SELECTED EXTRACT:
^^^^

Probate fraud is a type of financial elder abuse in which the perpetrator misrepresents a fact to the victim to induce the victim to change his or her will to benefit the perpetrator. For example, a perpetrator of probate fraud might lie to the victim, telling him or her that a certain family member is dead and that that family member’s portion should go to the perpetrator. It can also occur when the perpetrator surreptitiously changes the terms of the victim’s will or induces his or her signature on a false will.

Annuity Fraud

An annuity is a long-term insurance product that promises an income stream to the policyholder after a certain period of time. For example, a deferred annuity or a fixed annuity generally precludes withdrawals for at least 10-20 years and charges an exorbitant fee to withdraw early (sometimes as high as 15%). The long waiting periods required before receiving the benefits of an annuity make them an inappropriate financial product for all consumers, especially seniors. Annuity fraud occurs when a broker sells a senior a deferred annuity to earn a commission while obscuring the full terms of the agreement or selling a contract that is unsuitable to the consumer.

^^^^

DATA PROVIDED:

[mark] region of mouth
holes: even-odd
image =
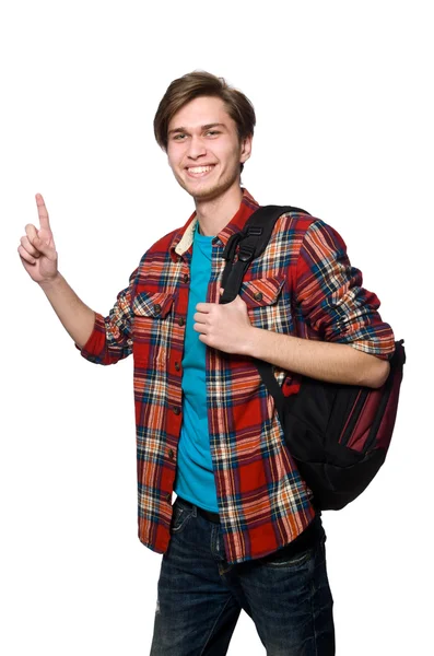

^^^^

PROBLEM SET:
1. Using the passage on elder financial fraud, answer yes or no to each statement and quote the words that decide it: (a) Probate fraud can involve getting the victim to sign a false will. (b) A deferred annuity generally lets the holder withdraw money after five years with no fee. (c) Annuity fraud can occur when a broker sells a senior a deferred annuity for a commission while hiding the full terms.
2. Copy the passage on elder financial fraud word for word, from "Probate fraud is" to "a false will.".
The listing comes from a separate source, unrelated to the passage on elder financial fraud.

SOLUTIONS TO EACH TASK:
1.
(a) Yes: "induces his or her signature on a false will"
(b) No: "generally precludes withdrawals for at least 10-20 years and charges an exorbitant fee to withdraw early"
(c) Yes: "Annuity fraud occurs when a broker sells a senior a deferred annuity to earn a commission while obscuring the full terms of the agreement"

2.
Probate fraud is a type of financial elder abuse in which the perpetrator misrepresents a fact to the victim to induce the victim to change his or her will to benefit the perpetrator. For example, a perpetrator of probate fraud might lie to the victim, telling him or her that a certain family member is dead and that that family member’s portion should go to the perpetrator. It can also occur when the perpetrator surreptitiously changes the terms of the victim’s will or induces his or her signature on a false will.